● WHAT THIS TASK INVOLVES
Set down every record below exactly as it stands.
BEGIN
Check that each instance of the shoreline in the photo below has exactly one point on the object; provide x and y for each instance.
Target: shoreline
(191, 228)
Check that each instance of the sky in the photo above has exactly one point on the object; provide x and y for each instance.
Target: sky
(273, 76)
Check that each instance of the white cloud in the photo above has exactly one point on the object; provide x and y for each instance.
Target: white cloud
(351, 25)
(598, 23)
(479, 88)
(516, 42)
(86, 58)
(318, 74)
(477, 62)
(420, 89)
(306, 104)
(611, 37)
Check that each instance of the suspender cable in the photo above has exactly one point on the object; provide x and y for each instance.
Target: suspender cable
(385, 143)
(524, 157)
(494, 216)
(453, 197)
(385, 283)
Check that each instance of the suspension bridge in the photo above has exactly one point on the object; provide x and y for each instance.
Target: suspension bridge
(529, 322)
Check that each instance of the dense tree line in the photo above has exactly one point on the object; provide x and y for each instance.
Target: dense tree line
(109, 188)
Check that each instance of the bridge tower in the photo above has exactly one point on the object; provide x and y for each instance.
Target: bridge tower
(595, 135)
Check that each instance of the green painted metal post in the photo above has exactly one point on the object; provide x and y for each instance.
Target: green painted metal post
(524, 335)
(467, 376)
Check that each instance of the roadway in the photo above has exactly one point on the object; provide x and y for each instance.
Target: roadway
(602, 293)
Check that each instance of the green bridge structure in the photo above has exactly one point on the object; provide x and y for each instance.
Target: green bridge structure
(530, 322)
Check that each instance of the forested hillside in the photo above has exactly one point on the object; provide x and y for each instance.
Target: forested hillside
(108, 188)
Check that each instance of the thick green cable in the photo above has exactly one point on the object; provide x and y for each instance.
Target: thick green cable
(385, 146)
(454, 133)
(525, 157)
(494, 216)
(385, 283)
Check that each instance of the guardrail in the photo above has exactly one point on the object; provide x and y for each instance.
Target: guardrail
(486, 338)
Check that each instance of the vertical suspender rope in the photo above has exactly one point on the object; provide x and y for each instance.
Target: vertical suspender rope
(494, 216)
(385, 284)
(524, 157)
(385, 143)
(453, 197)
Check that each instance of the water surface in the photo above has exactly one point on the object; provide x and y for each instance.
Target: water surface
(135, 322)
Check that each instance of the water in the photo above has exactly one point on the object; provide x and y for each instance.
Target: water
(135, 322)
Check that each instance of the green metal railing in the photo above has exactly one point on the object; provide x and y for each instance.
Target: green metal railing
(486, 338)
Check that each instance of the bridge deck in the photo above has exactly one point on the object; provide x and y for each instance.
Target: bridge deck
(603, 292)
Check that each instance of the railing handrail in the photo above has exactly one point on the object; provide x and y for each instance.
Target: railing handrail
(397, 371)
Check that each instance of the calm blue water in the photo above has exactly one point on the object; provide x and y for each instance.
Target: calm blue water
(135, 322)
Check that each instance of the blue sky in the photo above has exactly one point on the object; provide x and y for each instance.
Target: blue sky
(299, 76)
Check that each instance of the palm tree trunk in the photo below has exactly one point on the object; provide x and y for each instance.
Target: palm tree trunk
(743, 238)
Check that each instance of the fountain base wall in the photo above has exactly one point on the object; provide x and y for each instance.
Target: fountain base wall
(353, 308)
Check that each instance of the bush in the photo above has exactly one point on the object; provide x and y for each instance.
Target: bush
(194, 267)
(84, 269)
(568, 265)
END
● RESULT FOR THIS TASK
Check that each instance of the shoreline in the photo below has exactly one point on the object; provide x and y for each instance.
Target: shoreline
(191, 228)
Check that each instance of the sky in the photo above has exactly one point on the object; provide x and y for each instance.
Target: sky
(273, 76)
Check that each instance of the white cloud in the photo above has exactly one point on the object; provide x and y for each instance.
Target: white cloud
(351, 25)
(598, 23)
(479, 88)
(516, 42)
(86, 58)
(318, 74)
(477, 62)
(420, 89)
(306, 104)
(611, 37)
Check that each instance of the suspender cable in the photo above has exactly one point on the object; provide x and y for each instance.
Target: suspender cable
(385, 143)
(524, 157)
(494, 216)
(453, 197)
(385, 283)
Check that each instance of the suspension bridge in the photo above has exactly one point on the object; provide x and y for each instance.
Target: suspension bridge
(529, 322)
Check that each instance of the dense tree line in the photo above has exactly one point on the object; provide x and y for each instance.
Target: dense tree line
(109, 188)
Check that each instance of the bridge tower in the photo above has exactly one point on the object; provide x and y for each instance.
Target: bridge tower
(595, 135)
Check that each instance of the green painted metal post in the photo above has exactly one point on the object; provide x and y for each instance.
Target: green painted metal post
(524, 335)
(467, 376)
Check that each instance of the roadway in the photo above has exactly one point on the object; provide x and y for each instance.
Target: roadway
(602, 293)
Check that each instance of the green bridge structure in the photo above has exactly one point on the object; provide x and y for each instance.
Target: green bridge structure
(530, 322)
Check that each instance of the forested hillside in the photo above has exactly one point on the object; provide x and y for each instance.
Target: forested hillside
(108, 188)
Check that each instance of the thick green cable in the photo above has exactly one point on the object; provide x and y for each instance.
Target: thick green cable
(385, 146)
(454, 133)
(525, 157)
(494, 216)
(385, 283)
Check that each instance of the guardrail in the photo above has exactly one point on the object; provide x and y for each instance.
Target: guardrail
(486, 338)
Check that each instance of the vertical suspender rope in the photo above has exactly one point on the object; provide x and y for each instance.
Target: vertical suspender rope
(494, 216)
(385, 284)
(524, 157)
(385, 143)
(453, 197)
Check that each instance of the water surface in the photo above has exactly one point on the object; provide x and y for each instance.
Target: water surface
(135, 322)
Check that each instance of the water in the photo above has exactly one point on the object; provide x and y for each instance.
Target: water
(135, 322)
Check that each instance of the green metal railing in the photo above has exactly one point on the object; provide x and y for each instance.
Target: green metal railing
(486, 338)
Check that each instance of the bridge deck in the photo above has exactly one point on the object; provide x and y for each instance.
Target: bridge deck
(603, 292)
Check that each instance of the railing handrail in the photo above has exactly one point on the object; provide x and y for each instance.
Target: railing handrail
(397, 371)
Check that each instance of the calm blue water in the photo above has exactly one point on the object; provide x and y for each instance.
Target: calm blue water
(135, 322)
Check that each instance of the blue sky in the photo above has exactly one point on the object; provide x and y for each instance.
Target: blue sky
(299, 76)
Check that each instance of the palm tree trunk in the photo below has exactly one point on the object; provide x and y for each instance.
Target: palm tree trunk
(743, 238)
Check that each instance of the fountain base wall in the photo above has exactly one point on the object; provide x and y for each instance.
Target: fountain base wall
(353, 308)
Check that each instance of the bush in the photo above has exactly one point on the object; provide x and y for each instance.
Target: bush
(194, 267)
(84, 269)
(568, 265)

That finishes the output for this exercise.